WORK TASK => Set out exactly every line of the entries below, starting at the line that holds "Objective — for the lamp" and stopping after the line that holds "Objective — for the officer's".

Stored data
**********
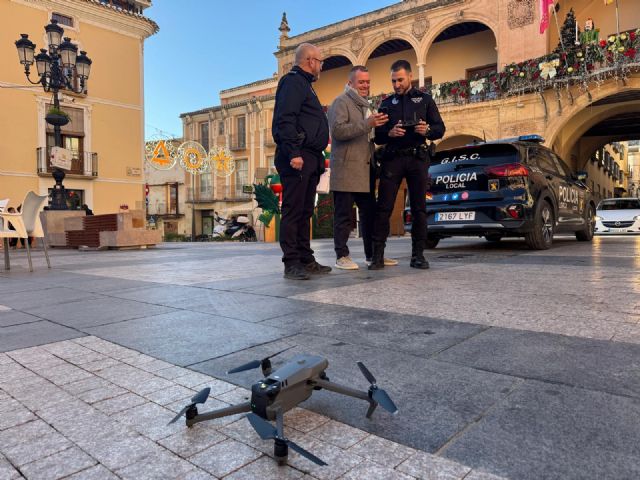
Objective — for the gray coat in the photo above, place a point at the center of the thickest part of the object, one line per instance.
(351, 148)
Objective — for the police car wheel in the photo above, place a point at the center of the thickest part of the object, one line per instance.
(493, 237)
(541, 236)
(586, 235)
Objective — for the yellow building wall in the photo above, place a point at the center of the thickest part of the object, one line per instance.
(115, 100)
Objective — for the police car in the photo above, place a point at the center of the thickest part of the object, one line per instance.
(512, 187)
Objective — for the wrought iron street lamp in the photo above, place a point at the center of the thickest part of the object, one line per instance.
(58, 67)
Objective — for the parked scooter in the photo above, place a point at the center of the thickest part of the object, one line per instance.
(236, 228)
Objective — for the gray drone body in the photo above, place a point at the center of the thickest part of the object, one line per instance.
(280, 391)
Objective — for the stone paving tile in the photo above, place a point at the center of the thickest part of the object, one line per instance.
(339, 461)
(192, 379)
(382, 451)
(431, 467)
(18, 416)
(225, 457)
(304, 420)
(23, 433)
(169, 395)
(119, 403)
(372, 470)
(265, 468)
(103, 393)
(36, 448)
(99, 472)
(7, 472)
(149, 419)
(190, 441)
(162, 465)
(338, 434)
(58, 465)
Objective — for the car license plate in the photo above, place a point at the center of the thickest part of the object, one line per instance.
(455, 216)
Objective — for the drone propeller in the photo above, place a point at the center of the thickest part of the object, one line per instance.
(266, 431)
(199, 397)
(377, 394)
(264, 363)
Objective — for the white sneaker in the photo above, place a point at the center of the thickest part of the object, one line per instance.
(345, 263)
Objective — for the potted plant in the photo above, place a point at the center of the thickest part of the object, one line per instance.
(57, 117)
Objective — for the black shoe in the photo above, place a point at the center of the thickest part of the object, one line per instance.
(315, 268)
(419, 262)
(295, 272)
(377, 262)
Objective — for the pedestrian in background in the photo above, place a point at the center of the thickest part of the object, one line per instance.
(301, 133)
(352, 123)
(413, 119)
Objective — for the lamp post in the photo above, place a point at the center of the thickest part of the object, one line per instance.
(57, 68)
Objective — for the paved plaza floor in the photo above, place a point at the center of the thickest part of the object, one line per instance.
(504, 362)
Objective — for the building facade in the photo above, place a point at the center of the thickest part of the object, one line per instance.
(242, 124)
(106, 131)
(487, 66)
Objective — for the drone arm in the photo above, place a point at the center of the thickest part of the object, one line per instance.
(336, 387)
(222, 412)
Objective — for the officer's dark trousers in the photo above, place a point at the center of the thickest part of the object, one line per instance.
**********
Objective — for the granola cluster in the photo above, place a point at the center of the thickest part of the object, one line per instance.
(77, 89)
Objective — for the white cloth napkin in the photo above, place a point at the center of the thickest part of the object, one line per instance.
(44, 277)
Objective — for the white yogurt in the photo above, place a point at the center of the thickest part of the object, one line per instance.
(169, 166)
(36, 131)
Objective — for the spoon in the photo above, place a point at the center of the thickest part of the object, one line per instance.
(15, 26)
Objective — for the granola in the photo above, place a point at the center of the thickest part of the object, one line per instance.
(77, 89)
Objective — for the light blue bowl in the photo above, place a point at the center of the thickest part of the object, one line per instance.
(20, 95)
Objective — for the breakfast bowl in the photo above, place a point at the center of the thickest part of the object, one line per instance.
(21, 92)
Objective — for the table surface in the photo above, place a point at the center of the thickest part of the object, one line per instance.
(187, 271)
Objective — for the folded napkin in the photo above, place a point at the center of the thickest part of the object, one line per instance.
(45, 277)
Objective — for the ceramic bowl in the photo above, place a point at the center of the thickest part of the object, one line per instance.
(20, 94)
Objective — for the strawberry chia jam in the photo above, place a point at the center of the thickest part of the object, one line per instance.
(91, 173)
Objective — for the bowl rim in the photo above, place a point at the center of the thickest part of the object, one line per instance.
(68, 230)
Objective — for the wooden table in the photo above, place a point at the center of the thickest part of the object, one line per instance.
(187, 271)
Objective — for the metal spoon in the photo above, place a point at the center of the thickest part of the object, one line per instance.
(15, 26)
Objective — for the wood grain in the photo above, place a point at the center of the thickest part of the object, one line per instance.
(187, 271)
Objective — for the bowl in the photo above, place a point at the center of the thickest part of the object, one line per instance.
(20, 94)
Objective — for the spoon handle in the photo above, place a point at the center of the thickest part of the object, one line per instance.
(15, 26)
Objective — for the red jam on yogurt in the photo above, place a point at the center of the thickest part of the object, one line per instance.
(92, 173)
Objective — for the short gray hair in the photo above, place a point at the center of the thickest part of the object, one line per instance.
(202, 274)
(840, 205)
**********
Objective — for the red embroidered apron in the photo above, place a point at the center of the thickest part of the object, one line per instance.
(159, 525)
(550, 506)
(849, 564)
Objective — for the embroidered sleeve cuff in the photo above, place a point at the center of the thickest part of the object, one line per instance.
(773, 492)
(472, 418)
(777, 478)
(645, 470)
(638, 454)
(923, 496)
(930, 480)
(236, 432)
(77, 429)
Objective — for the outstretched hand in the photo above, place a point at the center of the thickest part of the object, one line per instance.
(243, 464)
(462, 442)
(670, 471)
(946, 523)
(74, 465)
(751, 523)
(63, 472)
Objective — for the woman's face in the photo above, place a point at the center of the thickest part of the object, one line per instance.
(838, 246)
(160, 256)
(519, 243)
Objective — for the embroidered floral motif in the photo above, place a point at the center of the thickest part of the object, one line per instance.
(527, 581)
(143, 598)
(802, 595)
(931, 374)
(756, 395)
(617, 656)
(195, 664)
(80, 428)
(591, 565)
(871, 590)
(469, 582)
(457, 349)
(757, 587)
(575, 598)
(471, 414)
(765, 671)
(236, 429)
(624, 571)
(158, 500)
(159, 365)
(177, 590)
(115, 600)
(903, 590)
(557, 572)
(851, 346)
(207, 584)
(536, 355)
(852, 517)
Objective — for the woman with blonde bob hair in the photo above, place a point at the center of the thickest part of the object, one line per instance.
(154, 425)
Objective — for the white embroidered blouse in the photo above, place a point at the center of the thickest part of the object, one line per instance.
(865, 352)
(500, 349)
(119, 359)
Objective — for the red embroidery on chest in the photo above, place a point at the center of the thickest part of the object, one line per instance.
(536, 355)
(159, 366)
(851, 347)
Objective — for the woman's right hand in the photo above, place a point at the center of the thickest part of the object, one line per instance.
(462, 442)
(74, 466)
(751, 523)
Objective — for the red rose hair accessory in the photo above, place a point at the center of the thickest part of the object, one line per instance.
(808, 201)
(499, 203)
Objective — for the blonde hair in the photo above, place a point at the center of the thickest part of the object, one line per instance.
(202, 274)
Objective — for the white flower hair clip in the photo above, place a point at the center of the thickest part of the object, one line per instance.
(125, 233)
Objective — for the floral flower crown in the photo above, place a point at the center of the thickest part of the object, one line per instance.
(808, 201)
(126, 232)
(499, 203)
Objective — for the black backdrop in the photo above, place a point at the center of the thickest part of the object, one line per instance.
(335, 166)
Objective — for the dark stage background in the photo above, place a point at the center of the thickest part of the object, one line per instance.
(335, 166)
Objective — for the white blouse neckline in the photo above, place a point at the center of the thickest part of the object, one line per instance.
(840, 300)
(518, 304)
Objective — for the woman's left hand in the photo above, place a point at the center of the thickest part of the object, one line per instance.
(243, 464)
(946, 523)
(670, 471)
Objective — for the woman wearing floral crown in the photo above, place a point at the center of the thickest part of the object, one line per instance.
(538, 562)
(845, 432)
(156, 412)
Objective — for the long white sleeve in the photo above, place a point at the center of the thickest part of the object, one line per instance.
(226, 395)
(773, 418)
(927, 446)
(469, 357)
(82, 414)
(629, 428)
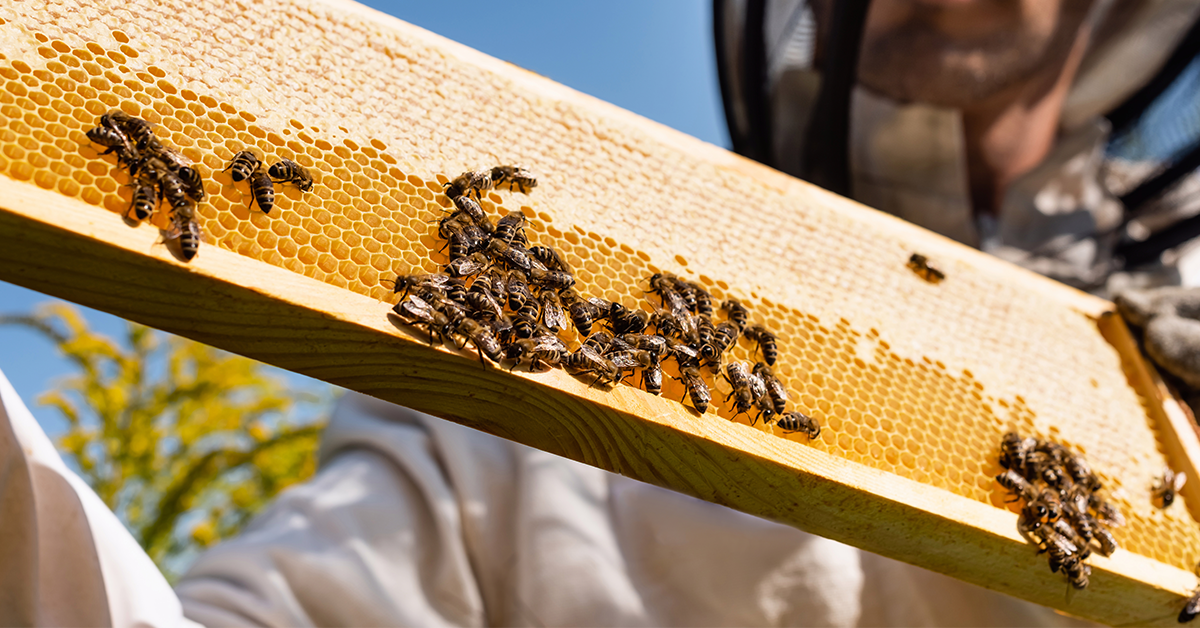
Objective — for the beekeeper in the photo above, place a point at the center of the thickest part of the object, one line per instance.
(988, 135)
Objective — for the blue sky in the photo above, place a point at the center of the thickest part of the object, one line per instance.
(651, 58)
**********
WRITTEN RESPONSE =>
Objective — for the lamp post in the photo above, place a point at the center of the thickest part of the object, one line per instance.
(57, 68)
Objective — for the paved plaza floor in the photo above, place a point at the center of the thickest part of the object, one line per instance.
(504, 362)
Objective — for the building facade in the photo above, place a point at the center of the thickest part of the object, one line per instance.
(242, 124)
(106, 131)
(487, 66)
Objective — for the drone arm in the photo above, place a point at the center of the thickest part of the object, one line per instance.
(336, 387)
(222, 412)
Objective — for the officer's dark trousers in the photo above, place a point at the center of the thickest part of the object, one line per instance.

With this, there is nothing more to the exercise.